[Task]: Could you copy, word for word, only the lines from the one containing "the dirt track" through the last line of the records below, both included?

[Data]:
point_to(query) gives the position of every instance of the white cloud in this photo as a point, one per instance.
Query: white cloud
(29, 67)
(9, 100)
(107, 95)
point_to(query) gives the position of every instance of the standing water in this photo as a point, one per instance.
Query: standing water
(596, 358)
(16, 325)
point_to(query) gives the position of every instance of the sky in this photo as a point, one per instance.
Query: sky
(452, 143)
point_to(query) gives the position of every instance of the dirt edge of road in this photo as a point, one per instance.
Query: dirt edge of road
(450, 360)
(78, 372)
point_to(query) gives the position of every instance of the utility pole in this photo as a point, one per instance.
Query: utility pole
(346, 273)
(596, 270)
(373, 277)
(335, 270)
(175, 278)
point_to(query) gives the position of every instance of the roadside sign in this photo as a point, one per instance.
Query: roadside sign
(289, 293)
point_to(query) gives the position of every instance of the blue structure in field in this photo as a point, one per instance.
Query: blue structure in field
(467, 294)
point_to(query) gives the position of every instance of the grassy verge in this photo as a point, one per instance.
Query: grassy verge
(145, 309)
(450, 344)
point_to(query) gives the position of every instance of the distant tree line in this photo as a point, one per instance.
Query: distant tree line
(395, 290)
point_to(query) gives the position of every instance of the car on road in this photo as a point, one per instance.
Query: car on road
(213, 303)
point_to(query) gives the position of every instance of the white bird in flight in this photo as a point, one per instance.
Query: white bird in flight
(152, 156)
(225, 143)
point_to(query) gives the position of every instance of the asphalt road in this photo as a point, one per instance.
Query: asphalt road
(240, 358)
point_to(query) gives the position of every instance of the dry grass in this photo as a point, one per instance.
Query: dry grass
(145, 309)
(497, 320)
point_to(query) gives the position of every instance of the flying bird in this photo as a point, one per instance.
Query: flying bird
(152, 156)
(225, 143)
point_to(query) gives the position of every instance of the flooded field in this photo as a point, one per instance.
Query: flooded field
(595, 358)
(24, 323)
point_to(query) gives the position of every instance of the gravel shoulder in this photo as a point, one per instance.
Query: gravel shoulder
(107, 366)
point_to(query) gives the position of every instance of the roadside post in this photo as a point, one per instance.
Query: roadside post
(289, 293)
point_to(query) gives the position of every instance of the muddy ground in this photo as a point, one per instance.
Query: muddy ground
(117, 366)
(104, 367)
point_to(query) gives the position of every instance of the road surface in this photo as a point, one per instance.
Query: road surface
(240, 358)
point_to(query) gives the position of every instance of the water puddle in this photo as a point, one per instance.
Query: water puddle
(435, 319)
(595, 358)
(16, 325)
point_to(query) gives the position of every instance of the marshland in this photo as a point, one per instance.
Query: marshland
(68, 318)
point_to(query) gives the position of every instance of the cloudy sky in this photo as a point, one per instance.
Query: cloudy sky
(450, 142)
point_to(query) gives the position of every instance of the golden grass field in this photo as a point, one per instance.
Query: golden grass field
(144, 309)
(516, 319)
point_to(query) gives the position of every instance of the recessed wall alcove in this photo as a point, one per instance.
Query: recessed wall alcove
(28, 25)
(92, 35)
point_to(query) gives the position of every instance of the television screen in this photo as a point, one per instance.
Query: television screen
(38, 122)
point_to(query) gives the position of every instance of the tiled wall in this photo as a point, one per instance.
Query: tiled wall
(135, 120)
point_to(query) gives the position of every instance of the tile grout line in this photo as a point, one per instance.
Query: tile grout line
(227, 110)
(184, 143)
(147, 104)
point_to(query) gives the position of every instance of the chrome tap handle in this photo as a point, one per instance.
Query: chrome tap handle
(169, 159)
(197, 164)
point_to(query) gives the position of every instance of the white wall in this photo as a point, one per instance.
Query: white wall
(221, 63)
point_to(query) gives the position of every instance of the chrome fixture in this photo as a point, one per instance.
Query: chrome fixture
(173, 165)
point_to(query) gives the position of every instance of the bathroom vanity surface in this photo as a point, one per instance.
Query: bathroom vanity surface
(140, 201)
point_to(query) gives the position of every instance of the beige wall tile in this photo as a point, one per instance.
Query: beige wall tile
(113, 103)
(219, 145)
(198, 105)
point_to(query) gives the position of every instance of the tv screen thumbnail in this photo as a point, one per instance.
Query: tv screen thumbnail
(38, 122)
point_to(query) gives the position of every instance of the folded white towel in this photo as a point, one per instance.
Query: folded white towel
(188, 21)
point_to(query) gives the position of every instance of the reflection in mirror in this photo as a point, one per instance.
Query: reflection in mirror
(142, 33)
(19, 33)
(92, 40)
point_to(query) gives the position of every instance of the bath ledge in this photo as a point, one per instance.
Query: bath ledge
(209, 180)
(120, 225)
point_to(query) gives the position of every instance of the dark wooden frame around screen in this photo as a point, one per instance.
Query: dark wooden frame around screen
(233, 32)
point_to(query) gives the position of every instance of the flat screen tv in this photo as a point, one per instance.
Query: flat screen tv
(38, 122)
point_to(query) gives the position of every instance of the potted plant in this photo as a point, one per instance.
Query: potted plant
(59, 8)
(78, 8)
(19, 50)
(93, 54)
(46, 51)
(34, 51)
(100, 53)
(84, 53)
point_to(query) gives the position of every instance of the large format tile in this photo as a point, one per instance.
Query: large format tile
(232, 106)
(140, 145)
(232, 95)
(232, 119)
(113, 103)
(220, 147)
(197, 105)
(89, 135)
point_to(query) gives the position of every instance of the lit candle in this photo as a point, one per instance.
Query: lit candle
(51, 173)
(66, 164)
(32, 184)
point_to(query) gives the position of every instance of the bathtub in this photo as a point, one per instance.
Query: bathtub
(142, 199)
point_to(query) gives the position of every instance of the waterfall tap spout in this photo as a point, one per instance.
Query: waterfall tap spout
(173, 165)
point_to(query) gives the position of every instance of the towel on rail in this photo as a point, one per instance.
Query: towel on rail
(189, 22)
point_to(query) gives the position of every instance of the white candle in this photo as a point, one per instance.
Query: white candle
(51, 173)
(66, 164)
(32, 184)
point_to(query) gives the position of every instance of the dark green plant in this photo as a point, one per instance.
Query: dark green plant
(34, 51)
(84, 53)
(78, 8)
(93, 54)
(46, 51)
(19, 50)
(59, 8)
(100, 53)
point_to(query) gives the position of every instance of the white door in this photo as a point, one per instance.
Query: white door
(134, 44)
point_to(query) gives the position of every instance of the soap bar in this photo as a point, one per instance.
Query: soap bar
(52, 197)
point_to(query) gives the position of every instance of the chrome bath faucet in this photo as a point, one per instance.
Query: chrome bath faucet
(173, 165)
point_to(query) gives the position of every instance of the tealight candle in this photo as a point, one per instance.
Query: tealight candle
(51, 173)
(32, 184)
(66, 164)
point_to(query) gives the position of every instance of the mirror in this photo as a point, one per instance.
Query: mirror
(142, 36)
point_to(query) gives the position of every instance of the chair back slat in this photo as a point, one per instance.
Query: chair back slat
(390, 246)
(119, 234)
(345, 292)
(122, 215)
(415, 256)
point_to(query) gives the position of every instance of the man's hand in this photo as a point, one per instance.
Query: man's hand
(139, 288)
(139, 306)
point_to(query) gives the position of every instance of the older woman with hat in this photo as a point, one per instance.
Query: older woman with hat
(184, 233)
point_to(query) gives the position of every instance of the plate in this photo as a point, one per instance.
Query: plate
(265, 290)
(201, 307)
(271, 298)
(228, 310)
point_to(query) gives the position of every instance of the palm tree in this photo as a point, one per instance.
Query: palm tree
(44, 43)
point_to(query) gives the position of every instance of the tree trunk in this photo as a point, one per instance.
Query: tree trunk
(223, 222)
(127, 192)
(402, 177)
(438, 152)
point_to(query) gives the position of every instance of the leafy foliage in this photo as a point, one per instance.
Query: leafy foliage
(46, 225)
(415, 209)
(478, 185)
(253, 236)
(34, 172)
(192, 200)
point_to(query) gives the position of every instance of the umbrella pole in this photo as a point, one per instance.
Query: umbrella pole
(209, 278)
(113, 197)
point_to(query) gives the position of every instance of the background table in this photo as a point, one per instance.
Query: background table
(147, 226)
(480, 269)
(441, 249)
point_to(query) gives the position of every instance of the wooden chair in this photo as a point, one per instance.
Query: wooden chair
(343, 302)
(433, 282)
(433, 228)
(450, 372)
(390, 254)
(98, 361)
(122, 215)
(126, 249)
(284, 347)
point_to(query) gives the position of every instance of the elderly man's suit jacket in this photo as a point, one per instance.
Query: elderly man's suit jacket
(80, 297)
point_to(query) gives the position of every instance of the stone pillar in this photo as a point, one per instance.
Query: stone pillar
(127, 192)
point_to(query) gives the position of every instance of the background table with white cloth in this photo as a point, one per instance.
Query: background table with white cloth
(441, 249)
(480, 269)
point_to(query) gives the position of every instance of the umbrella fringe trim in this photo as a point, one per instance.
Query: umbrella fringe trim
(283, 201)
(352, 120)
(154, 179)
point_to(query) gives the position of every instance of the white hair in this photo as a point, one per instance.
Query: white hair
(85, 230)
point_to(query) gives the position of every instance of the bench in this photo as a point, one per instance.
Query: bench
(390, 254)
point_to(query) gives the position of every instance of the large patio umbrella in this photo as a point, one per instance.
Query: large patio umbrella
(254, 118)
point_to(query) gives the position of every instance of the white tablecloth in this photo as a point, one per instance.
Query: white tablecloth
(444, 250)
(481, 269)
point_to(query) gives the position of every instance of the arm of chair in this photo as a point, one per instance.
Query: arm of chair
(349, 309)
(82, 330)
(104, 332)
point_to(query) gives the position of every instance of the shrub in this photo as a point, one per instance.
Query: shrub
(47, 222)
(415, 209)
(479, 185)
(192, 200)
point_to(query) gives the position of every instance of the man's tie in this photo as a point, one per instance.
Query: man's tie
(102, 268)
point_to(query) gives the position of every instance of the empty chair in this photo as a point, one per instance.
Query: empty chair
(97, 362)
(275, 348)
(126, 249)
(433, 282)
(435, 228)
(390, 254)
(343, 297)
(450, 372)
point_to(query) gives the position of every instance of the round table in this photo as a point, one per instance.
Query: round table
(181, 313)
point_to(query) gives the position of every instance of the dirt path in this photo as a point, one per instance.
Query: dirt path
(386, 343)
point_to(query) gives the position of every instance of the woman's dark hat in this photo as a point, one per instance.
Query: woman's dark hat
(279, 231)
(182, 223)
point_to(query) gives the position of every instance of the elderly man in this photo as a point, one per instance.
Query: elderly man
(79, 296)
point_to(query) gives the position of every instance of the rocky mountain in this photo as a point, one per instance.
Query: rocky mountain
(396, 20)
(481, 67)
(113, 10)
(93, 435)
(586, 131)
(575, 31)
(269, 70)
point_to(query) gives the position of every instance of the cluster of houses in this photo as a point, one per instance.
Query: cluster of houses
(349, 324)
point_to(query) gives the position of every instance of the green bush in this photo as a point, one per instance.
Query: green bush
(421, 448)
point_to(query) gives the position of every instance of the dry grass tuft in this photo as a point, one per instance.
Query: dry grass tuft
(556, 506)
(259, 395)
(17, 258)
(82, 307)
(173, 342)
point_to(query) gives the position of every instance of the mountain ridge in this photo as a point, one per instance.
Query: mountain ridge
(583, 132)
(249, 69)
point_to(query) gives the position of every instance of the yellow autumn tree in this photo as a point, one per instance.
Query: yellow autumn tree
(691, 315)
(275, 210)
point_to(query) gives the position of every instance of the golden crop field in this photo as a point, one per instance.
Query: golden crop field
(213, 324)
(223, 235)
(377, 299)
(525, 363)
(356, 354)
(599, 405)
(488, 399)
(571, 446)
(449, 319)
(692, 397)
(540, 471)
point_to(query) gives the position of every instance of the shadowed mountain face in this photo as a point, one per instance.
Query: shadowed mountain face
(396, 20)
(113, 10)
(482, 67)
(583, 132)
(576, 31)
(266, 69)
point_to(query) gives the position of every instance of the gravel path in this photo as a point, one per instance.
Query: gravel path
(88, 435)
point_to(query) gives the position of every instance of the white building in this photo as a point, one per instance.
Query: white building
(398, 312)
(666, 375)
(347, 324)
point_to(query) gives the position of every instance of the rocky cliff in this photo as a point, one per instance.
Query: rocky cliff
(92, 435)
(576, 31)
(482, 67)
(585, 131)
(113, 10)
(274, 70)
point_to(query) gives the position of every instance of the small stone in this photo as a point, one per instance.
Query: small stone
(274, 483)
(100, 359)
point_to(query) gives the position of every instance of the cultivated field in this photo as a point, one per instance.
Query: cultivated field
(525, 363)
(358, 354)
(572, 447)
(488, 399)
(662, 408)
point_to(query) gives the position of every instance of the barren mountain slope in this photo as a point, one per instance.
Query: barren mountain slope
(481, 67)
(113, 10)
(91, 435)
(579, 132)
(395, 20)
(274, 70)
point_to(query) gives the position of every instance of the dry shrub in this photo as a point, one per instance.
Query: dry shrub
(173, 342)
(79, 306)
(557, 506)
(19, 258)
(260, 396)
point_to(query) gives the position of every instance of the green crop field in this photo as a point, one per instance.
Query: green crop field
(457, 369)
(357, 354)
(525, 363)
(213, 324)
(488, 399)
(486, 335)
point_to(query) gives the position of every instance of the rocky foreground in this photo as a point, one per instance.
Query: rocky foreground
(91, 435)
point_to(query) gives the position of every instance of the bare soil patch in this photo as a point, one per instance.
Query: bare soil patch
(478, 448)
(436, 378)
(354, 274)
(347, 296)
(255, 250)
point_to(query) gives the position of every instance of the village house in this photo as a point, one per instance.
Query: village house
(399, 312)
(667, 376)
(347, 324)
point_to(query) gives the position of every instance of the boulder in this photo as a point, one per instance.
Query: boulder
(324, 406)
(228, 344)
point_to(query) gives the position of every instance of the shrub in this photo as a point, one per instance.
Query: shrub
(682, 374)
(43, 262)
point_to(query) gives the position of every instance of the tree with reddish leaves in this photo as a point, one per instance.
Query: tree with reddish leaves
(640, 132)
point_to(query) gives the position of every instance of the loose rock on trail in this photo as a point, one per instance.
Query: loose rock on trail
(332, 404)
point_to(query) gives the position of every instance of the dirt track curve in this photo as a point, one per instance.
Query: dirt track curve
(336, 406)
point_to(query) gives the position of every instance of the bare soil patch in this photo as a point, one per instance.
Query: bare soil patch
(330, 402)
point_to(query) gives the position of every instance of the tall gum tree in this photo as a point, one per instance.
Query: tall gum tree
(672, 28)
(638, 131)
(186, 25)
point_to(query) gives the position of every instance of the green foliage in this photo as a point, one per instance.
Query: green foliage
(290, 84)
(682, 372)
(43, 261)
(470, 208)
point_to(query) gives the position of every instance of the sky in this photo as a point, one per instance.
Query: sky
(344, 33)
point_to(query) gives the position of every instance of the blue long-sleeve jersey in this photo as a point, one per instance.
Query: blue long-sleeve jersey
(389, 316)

[Response below]:
point_to(query) gives the position of every instance of the dirt track curve in this photo as a point, one per instance.
Query: dirt track curve
(336, 406)
point_to(query) gives the position of every instance of the bare soil patch in this photo as a point, one per instance.
Query: bare soil patch
(330, 402)
point_to(query) gives the position of every instance of the tall gum tree in this photo as a point, one per instance.
Query: tall gum tree
(672, 28)
(638, 131)
(186, 25)
point_to(query) gives the position of every instance of the green foliage in this photo as a point, one per instance.
Query: green foliage
(290, 84)
(682, 372)
(43, 261)
(470, 208)
point_to(query) gives the position of every instance of the sky in this photo as a point, one per instance.
Query: sky
(344, 33)
point_to(query) gives the position of every instance of the blue long-sleeve jersey in this photo as a point, one per instance.
Query: blue long-sleeve jersey
(389, 316)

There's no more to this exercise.